=== Selected passage ===
Pentiums handle clock interrupts relatively inefficiently in FreeBSD,
because a large component of the overhead is for i/o's to the interrupt
controller, and the interrupt controller is slow on Pentiums too
(perhaps twice as fast, but the CPU may be 50 times as fast).

>I have been thinking of changing the value of hz (assumed I can
>find there it is initialized), but there are so many lines of code
>with
>
>	hz == 100
>	100 / hz
>	hz / 100

This shouldn't be much of a problem.  Dividing hz by something works
better if hz is large, and dividing by hz is rare.  timeouts of 1
tick are more of a problem.

>which makes me think that this is a bit dangerous. Otherwise, I thought
>I could initialize the timer (timer0, I guess) so as to interrupt
>faster, and then manage to call hardclock() every 10ms.

Interrupts at a faster rate are already supported.  See acquire_timer0().

=== Short task a ===
What function does the clock interrupt message point to as evidence that faster interrupt rates are already supported?

=== Data excerpts ===

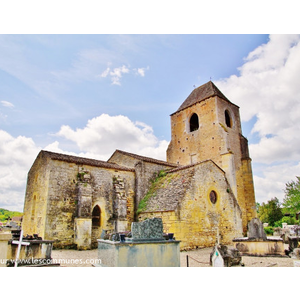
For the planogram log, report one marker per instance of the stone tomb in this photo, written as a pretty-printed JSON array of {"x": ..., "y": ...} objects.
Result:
[
  {"x": 257, "y": 243},
  {"x": 33, "y": 252},
  {"x": 146, "y": 248}
]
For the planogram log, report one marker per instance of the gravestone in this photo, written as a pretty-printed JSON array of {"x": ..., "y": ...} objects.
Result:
[
  {"x": 150, "y": 229},
  {"x": 256, "y": 230},
  {"x": 222, "y": 256},
  {"x": 146, "y": 248},
  {"x": 216, "y": 258}
]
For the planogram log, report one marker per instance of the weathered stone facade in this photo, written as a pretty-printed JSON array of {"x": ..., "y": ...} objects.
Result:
[
  {"x": 205, "y": 185},
  {"x": 207, "y": 126}
]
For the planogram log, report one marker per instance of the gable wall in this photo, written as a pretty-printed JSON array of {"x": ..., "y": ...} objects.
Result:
[{"x": 195, "y": 220}]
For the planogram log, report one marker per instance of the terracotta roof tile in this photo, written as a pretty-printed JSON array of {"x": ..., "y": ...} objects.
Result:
[
  {"x": 84, "y": 161},
  {"x": 145, "y": 158},
  {"x": 201, "y": 93}
]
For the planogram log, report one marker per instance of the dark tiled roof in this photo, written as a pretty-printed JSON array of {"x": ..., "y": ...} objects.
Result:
[
  {"x": 179, "y": 168},
  {"x": 201, "y": 93},
  {"x": 144, "y": 158},
  {"x": 84, "y": 161}
]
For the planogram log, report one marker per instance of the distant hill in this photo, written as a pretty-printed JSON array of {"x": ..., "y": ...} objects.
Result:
[{"x": 5, "y": 214}]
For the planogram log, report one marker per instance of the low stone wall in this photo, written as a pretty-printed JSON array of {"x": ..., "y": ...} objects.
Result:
[{"x": 257, "y": 247}]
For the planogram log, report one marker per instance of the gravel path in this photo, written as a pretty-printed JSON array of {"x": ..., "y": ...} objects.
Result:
[{"x": 197, "y": 258}]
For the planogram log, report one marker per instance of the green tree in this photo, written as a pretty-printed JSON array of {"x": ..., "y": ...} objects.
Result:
[
  {"x": 270, "y": 212},
  {"x": 291, "y": 201}
]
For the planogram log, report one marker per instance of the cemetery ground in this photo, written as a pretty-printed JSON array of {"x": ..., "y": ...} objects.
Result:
[{"x": 197, "y": 258}]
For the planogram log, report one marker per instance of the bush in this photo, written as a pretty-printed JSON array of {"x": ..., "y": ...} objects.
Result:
[
  {"x": 269, "y": 230},
  {"x": 290, "y": 220}
]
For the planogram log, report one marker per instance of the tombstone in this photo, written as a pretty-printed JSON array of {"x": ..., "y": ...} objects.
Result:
[
  {"x": 222, "y": 256},
  {"x": 216, "y": 258},
  {"x": 146, "y": 248},
  {"x": 148, "y": 229},
  {"x": 256, "y": 230}
]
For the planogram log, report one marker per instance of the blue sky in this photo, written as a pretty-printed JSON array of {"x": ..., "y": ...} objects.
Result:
[{"x": 91, "y": 94}]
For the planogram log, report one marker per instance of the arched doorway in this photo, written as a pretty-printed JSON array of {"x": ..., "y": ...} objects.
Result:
[{"x": 96, "y": 225}]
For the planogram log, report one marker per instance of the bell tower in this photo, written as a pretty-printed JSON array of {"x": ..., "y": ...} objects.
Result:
[{"x": 207, "y": 126}]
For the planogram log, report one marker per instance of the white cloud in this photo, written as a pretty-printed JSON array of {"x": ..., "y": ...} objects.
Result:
[
  {"x": 141, "y": 71},
  {"x": 116, "y": 74},
  {"x": 268, "y": 89},
  {"x": 98, "y": 140},
  {"x": 104, "y": 134},
  {"x": 16, "y": 157},
  {"x": 7, "y": 104}
]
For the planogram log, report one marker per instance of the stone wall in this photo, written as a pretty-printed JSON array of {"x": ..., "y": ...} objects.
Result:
[
  {"x": 63, "y": 191},
  {"x": 218, "y": 140},
  {"x": 35, "y": 205},
  {"x": 192, "y": 217},
  {"x": 145, "y": 168}
]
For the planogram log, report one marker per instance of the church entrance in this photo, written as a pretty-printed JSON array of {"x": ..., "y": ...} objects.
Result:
[{"x": 96, "y": 225}]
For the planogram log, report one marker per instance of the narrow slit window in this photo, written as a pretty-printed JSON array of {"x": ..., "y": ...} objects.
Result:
[
  {"x": 96, "y": 216},
  {"x": 228, "y": 119},
  {"x": 194, "y": 123}
]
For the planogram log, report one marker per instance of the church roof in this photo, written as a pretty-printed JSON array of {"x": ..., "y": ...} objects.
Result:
[
  {"x": 144, "y": 158},
  {"x": 84, "y": 161},
  {"x": 201, "y": 93}
]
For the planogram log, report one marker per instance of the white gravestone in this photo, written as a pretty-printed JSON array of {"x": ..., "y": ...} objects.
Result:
[
  {"x": 20, "y": 244},
  {"x": 217, "y": 259}
]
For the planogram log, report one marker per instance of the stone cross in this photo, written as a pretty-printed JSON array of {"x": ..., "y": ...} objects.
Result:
[
  {"x": 20, "y": 244},
  {"x": 217, "y": 259},
  {"x": 218, "y": 236}
]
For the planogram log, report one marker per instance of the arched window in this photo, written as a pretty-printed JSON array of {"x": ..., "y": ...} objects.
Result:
[
  {"x": 96, "y": 216},
  {"x": 228, "y": 120},
  {"x": 194, "y": 123}
]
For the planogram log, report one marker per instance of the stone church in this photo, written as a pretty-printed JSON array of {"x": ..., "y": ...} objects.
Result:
[{"x": 205, "y": 186}]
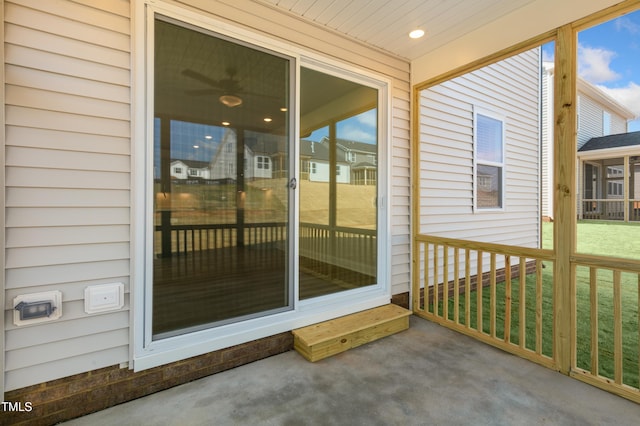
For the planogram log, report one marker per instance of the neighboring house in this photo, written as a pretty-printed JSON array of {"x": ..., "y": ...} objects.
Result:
[
  {"x": 355, "y": 161},
  {"x": 609, "y": 175},
  {"x": 149, "y": 296},
  {"x": 190, "y": 169},
  {"x": 314, "y": 162},
  {"x": 604, "y": 148},
  {"x": 257, "y": 157}
]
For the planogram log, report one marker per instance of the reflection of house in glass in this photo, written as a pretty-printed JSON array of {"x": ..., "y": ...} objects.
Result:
[{"x": 355, "y": 161}]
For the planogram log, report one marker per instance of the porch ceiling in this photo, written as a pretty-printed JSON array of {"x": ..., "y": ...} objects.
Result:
[{"x": 386, "y": 24}]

=== Short task b ===
Write out the records word for word, everything from the line containing "the stone cross" down to the end of the records. Leave the pictures out.

=== Written reply a ===
acquire_timer0()

=== Written reply b ===
For the planogram log, report one marker per instance of the stone cross in this photo, written as a pretty-printed JSON array of {"x": ..., "y": ...} objects.
Result:
[
  {"x": 20, "y": 244},
  {"x": 217, "y": 259},
  {"x": 218, "y": 236}
]
For the planogram log, report one marker per instance of the arched window in this photo, written as a pretty-printed JSON array of {"x": ..., "y": ...} objects.
Result:
[
  {"x": 96, "y": 216},
  {"x": 228, "y": 120},
  {"x": 194, "y": 123}
]
For the planogram log, report one marker per instance of the stone church in this photo, written as a pretty-printed JSON array of {"x": ..., "y": ...} objects.
Result:
[{"x": 205, "y": 186}]
For the planogram log, report one marker per instance of the neighboring house in this photo, written as a pretty-printed JSON array of {"x": ..., "y": ...} objects.
Result:
[
  {"x": 355, "y": 161},
  {"x": 609, "y": 175},
  {"x": 149, "y": 296},
  {"x": 190, "y": 169},
  {"x": 314, "y": 162},
  {"x": 604, "y": 148},
  {"x": 257, "y": 157}
]
For the planogram log, report one marker per instance of the reflection of house in glass in this photo, written as a pretty-printed JSON array of {"x": ..., "y": ...} objects.
Result:
[{"x": 355, "y": 161}]
For the planogram log, report one marker per instance of the porch ceiling in this photo, written as a pretty-printed JSON array of {"x": ..., "y": ...} objects.
Result:
[{"x": 386, "y": 24}]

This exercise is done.